## Start Supplied text
Opinion
April 20, 1939.
WORKMEN'S COMPENSATION: Out of and in the Course of Employment. Where a workmen, repairing a furnace, drove home to change his clothes and on his way was injured in an automobile accident from which he later died, the injury did not arise out of and in the course of his employment there being a failure to show a custom of the workmen, when required to perform "dirty work," to change their clothes.
Where an employee leaves his work and goes on a mission of his own and is injured, where he is not required to go by reason of his employment, he is not within the terms of the Workmen's Compensation Act.
Appeal from Buchanan Circuit Court. — Hon. Ferd J. Frankenhoff, Judge.
REVERSED.
Alva Lindsay, Waldo Edwards and Wallace W. Fry for appellants.
## End Supplied text
## Start Provided records
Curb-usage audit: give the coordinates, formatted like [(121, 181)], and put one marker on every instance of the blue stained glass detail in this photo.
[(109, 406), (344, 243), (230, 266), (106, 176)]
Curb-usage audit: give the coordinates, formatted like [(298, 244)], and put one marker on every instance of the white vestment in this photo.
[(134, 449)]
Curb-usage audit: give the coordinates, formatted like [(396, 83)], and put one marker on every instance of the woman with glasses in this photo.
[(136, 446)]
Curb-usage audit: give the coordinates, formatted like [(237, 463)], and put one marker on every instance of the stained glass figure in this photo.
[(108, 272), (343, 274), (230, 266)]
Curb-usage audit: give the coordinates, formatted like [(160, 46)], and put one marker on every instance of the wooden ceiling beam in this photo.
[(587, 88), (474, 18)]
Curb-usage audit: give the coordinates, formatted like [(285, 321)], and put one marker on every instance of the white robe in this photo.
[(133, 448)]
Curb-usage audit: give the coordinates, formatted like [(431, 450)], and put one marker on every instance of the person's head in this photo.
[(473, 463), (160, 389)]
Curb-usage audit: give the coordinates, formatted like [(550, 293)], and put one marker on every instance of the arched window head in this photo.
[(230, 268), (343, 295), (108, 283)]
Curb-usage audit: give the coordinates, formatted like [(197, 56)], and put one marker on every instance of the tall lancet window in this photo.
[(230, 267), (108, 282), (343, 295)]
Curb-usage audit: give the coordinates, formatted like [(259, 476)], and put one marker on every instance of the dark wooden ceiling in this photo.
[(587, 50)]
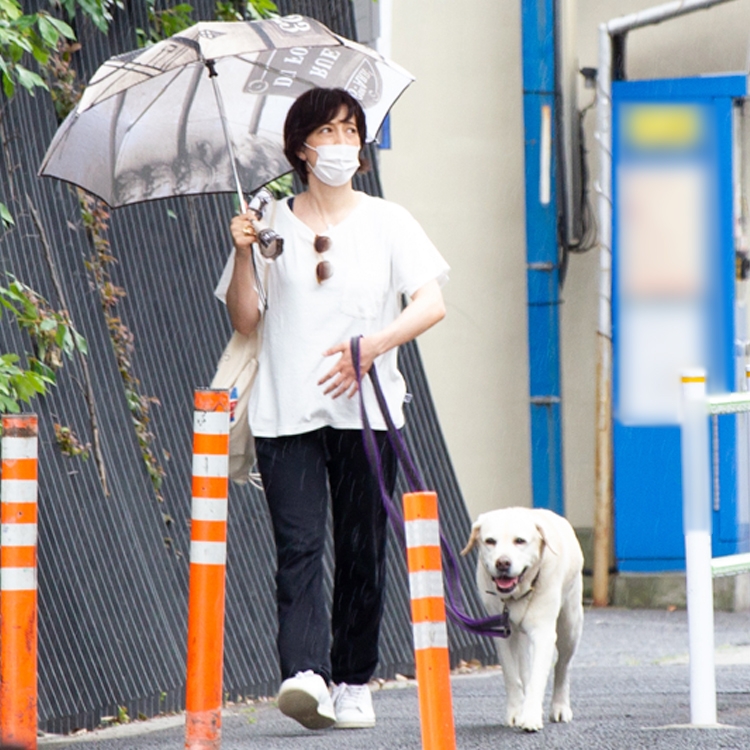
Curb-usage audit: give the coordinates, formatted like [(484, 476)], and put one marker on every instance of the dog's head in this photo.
## End Provided records
Required tasks:
1. In one to three sentences, explain why the workmen's compensation opinion holds that the furnace repairman's fatal injury did not arise out of and in the course of his employment.
2. In the rows, begin at the line that has "vestment in this photo." and stop after the line that has "[(230, 268), (343, 295), (108, 283)]". Write those lines again with "marker" replaced by "dot" and nothing else changed.

Answers to each task:
1. He was hurt while driving home to change his clothes, and no custom was shown of the workmen changing their clothes when required to perform "dirty work." Because that custom was not shown, the injury did not arise out of and in the course of his employment.

2.
Curb-usage audit: give the coordinates, formatted like [(298, 244)], and put one dot on every instance of the white vestment in this photo.
[(134, 449)]
Curb-usage audit: give the coordinates, formatted like [(396, 83)], and put one dot on every instance of the woman with glasses in this photo.
[(136, 446)]
Curb-usage audit: give the coordinates, formatted like [(237, 463)], and put one dot on every instance of the stained glass figure in this photo.
[(108, 272), (343, 274), (230, 266)]
Curb-usage audit: give the coordinates, formatted like [(160, 46)], and put one dot on every instance of the wooden ceiling beam in this photo.
[(587, 88), (474, 18)]
Curb-usage audit: give the coordinates, formatted like [(285, 321)], and put one dot on every instance of the white robe in this photo.
[(133, 448)]
Curb-usage audit: give the coordinates, formatted like [(431, 450)], and put one dot on every instance of the person's head in this photo.
[(473, 463), (160, 389)]
Curb-usage audit: give the coordinates, formatted like [(550, 293)], and put one dot on every instance of the arched window head in this photo.
[(230, 268), (343, 295), (108, 283)]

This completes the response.